* **Document**:
>> BEGIN
Mostly uninteresting for now...

In [None]:
width = 1/8
for l in languages:
    plots = {}
    min_maxes = defaultdict(lambda : [float("inf"), -float("inf")])
    for i, fl in enumerate(flavours):
        xs = "/".join([data, l, fl])
        v = load_vocab(l + "_vocabs.pickle")

        sentences = []
        for tdt in [train, dev, test]:
            sentences.extend(cd.read_col_data(xs + "/" + tdt))

        d = {}
        for sentence in sentences:
            m = sentence.make_matrix("scope", label=True, w2i=v.scoperels.w2i)
            for src, tgt in zip(*np.where(m != 0)):
                if src == 0:
                    lngth = 0
                else:
                    lngth = src - tgt
                lbl = m[src, tgt]
                if lbl not in d:
                    d[lbl] = {}
                if lngth not in d[lbl]:
                    d[lbl][lngth] = 0
                d[lbl][lngth] += 1
        for lbl in d:
            #print(v.scoperels.i2w[lbl])
>> END
(Source records)
>> BEGIN
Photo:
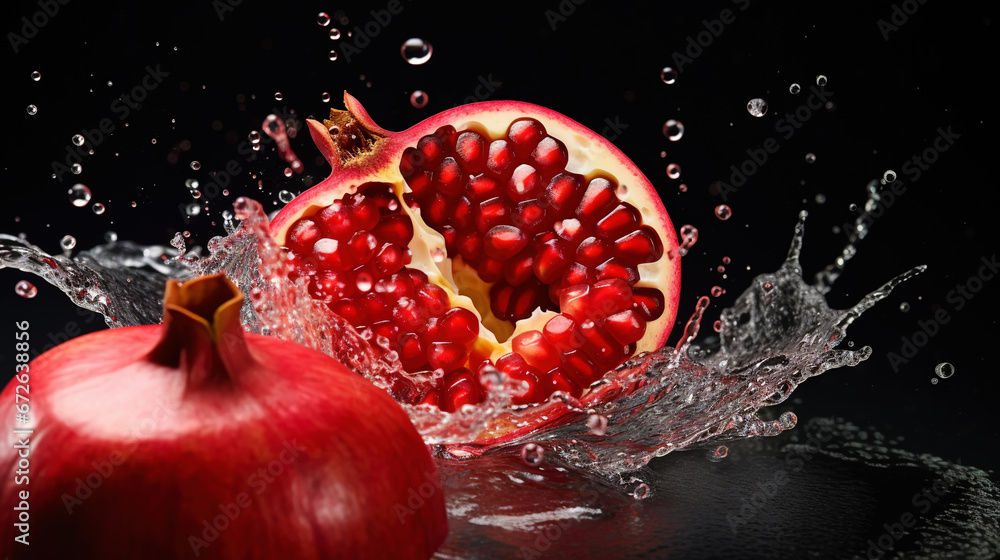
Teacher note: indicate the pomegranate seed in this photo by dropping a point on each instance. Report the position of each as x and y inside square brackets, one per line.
[492, 212]
[503, 242]
[450, 177]
[490, 270]
[459, 389]
[597, 201]
[396, 229]
[536, 350]
[524, 183]
[622, 219]
[483, 187]
[459, 325]
[500, 157]
[446, 355]
[471, 151]
[524, 135]
[562, 192]
[648, 302]
[550, 155]
[561, 331]
[593, 251]
[616, 268]
[470, 247]
[626, 326]
[390, 259]
[529, 215]
[640, 246]
[550, 261]
[364, 213]
[519, 270]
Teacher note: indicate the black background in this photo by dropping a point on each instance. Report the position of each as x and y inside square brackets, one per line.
[599, 63]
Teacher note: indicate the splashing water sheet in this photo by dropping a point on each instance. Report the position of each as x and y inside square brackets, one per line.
[145, 162]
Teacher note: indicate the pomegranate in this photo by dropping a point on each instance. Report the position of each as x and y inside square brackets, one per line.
[493, 234]
[195, 439]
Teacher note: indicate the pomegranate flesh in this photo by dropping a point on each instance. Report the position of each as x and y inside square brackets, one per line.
[497, 234]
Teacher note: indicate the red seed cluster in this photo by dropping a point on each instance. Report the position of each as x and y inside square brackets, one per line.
[543, 237]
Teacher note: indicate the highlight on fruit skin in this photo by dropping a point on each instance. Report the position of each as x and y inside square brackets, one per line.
[497, 234]
[195, 439]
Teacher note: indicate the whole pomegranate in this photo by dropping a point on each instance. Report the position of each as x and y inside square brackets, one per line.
[194, 439]
[497, 234]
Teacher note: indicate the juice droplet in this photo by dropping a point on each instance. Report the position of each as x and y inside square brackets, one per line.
[673, 130]
[416, 51]
[944, 370]
[597, 424]
[79, 195]
[532, 454]
[668, 75]
[757, 107]
[419, 99]
[25, 289]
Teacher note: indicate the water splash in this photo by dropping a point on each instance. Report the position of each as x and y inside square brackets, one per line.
[778, 333]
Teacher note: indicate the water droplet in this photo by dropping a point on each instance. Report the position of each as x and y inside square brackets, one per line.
[597, 424]
[668, 75]
[416, 51]
[532, 454]
[419, 99]
[757, 107]
[944, 370]
[641, 491]
[25, 289]
[673, 130]
[718, 454]
[79, 195]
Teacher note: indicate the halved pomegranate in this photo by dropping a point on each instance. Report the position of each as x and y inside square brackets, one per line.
[498, 233]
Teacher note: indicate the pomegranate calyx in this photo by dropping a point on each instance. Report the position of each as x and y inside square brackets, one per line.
[202, 334]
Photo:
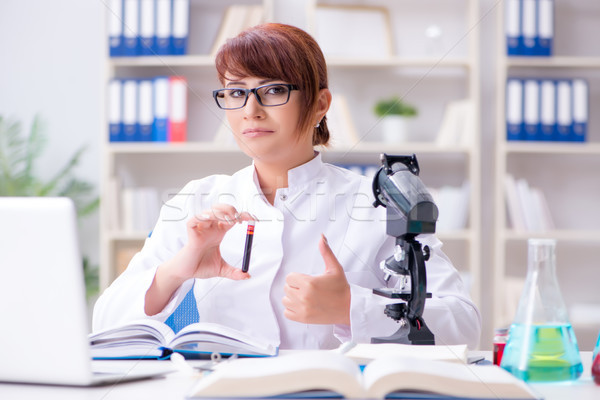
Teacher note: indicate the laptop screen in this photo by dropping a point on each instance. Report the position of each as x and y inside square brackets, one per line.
[42, 293]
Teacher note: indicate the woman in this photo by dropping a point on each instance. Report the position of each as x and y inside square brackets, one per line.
[318, 240]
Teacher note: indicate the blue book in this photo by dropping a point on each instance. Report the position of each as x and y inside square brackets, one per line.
[163, 27]
[531, 110]
[512, 27]
[528, 27]
[147, 35]
[115, 28]
[160, 106]
[180, 27]
[130, 104]
[545, 27]
[564, 110]
[547, 109]
[115, 122]
[514, 109]
[580, 110]
[131, 27]
[145, 116]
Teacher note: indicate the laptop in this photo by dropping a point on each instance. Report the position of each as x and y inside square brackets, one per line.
[43, 311]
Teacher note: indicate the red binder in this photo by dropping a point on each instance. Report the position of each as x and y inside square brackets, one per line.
[177, 109]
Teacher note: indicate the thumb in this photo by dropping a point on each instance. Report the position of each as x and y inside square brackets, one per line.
[332, 265]
[236, 274]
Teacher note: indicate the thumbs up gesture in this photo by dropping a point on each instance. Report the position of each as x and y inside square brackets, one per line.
[321, 299]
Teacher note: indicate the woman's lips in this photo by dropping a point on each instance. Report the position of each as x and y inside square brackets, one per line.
[256, 132]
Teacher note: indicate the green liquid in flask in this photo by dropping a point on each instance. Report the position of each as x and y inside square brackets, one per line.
[542, 353]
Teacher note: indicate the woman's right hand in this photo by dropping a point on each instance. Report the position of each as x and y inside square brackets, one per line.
[199, 258]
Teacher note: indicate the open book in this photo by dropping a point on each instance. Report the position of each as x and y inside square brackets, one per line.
[327, 373]
[364, 353]
[153, 339]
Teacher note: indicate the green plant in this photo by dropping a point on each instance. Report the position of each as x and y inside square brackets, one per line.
[18, 155]
[394, 106]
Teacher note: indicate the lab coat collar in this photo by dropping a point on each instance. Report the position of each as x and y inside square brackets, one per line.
[299, 176]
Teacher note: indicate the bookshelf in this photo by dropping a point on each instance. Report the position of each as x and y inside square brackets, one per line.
[563, 171]
[429, 80]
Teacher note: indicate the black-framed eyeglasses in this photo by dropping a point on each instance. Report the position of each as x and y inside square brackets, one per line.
[271, 95]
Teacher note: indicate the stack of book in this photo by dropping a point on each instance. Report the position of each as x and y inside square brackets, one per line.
[144, 110]
[148, 27]
[528, 209]
[547, 109]
[529, 27]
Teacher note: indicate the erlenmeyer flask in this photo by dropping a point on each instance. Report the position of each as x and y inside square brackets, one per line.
[541, 344]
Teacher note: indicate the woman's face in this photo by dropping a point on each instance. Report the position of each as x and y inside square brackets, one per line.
[268, 134]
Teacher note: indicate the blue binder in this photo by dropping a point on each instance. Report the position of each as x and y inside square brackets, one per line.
[160, 103]
[115, 122]
[163, 27]
[115, 28]
[531, 109]
[564, 110]
[528, 27]
[130, 123]
[547, 109]
[514, 109]
[147, 35]
[580, 110]
[512, 27]
[180, 27]
[545, 27]
[145, 110]
[131, 27]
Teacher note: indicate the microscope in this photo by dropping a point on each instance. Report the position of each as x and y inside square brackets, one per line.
[410, 212]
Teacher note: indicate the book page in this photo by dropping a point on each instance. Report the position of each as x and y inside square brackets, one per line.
[387, 375]
[363, 353]
[286, 374]
[205, 337]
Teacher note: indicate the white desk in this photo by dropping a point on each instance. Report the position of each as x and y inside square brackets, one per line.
[177, 385]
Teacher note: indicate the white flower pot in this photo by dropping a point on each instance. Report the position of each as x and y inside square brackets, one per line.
[394, 129]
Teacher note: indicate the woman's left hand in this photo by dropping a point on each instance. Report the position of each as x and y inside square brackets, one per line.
[321, 299]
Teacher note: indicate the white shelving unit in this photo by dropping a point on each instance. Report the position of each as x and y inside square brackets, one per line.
[429, 81]
[565, 172]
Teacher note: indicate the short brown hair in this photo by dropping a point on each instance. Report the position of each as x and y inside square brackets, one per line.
[279, 51]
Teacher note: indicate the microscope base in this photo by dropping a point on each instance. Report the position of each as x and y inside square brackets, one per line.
[408, 334]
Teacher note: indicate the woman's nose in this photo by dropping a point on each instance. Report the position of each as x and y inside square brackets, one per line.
[253, 107]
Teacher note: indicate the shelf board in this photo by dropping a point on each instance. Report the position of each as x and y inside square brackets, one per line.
[553, 147]
[210, 147]
[172, 148]
[455, 235]
[553, 62]
[164, 61]
[426, 62]
[391, 148]
[563, 235]
[120, 236]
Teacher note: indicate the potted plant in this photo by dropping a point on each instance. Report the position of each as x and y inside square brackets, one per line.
[394, 114]
[18, 155]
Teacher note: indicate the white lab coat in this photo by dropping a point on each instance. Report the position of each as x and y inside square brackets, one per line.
[320, 198]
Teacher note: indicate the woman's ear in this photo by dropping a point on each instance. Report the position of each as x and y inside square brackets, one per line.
[323, 103]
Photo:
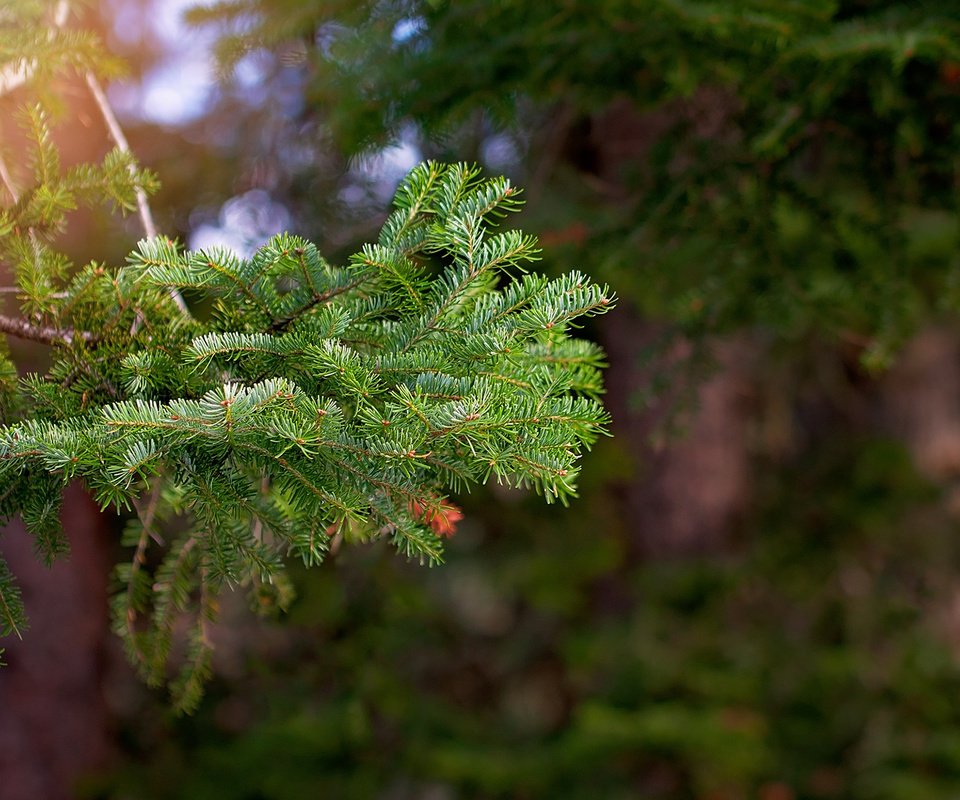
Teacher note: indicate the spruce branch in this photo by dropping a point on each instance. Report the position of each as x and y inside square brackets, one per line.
[120, 139]
[45, 334]
[15, 74]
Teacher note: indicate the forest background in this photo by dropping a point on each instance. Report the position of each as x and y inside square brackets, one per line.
[756, 594]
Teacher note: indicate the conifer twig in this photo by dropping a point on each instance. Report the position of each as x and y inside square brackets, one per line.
[118, 136]
[14, 75]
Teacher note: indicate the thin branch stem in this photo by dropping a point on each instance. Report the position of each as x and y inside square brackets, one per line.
[143, 205]
[118, 136]
[46, 334]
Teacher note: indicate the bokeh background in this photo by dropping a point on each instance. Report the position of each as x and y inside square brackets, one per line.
[757, 594]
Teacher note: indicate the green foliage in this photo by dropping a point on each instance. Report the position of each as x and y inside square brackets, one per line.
[757, 164]
[300, 405]
[563, 668]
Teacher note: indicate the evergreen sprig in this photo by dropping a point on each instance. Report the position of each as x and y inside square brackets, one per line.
[316, 402]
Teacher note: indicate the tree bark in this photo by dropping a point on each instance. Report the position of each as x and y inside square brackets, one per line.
[54, 725]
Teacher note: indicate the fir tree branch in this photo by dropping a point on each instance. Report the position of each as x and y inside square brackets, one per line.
[14, 75]
[143, 205]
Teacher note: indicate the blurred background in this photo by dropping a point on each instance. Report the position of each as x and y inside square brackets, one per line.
[757, 594]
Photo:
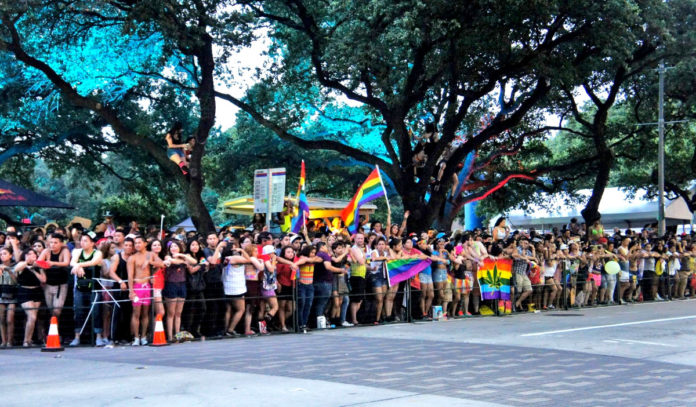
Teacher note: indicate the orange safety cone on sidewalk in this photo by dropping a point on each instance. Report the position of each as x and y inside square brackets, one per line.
[158, 338]
[53, 340]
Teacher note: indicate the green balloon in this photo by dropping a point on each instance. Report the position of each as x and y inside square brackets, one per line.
[612, 267]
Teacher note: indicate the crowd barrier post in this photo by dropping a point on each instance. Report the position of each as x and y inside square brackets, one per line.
[295, 309]
[409, 306]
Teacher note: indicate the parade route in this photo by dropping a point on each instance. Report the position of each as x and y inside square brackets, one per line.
[638, 355]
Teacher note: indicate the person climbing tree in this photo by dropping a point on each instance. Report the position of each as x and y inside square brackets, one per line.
[175, 147]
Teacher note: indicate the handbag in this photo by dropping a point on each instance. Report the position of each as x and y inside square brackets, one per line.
[197, 281]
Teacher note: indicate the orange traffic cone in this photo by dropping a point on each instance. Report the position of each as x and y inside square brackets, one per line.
[158, 338]
[53, 340]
>> END
* **Short problem 1**:
Answer these questions about the notebook code:
(a) What value is given to width?
(b) Which three names are listed in the loop that reads the sentences?
(c) What is lngth set to when src equals 0?
* **Short problem 2**: Find every line in the entries that contains the string "laptop", and copy each one. Matches must have the same uppercase and lowercase letters.

* **Exercise solution 1**:
(a) 1/8
(b) train, dev, and test
(c) 0

* **Exercise solution 2**:
Teacher note: indicate the laptop screen in this photo by dropping a point on each instance. Report the position of each as x and y inside square brackets, one per line.
Teacher note: indicate the laptop in this photo by dropping a point on each instance. Report the position of each as x and y inside square brackets, one per line.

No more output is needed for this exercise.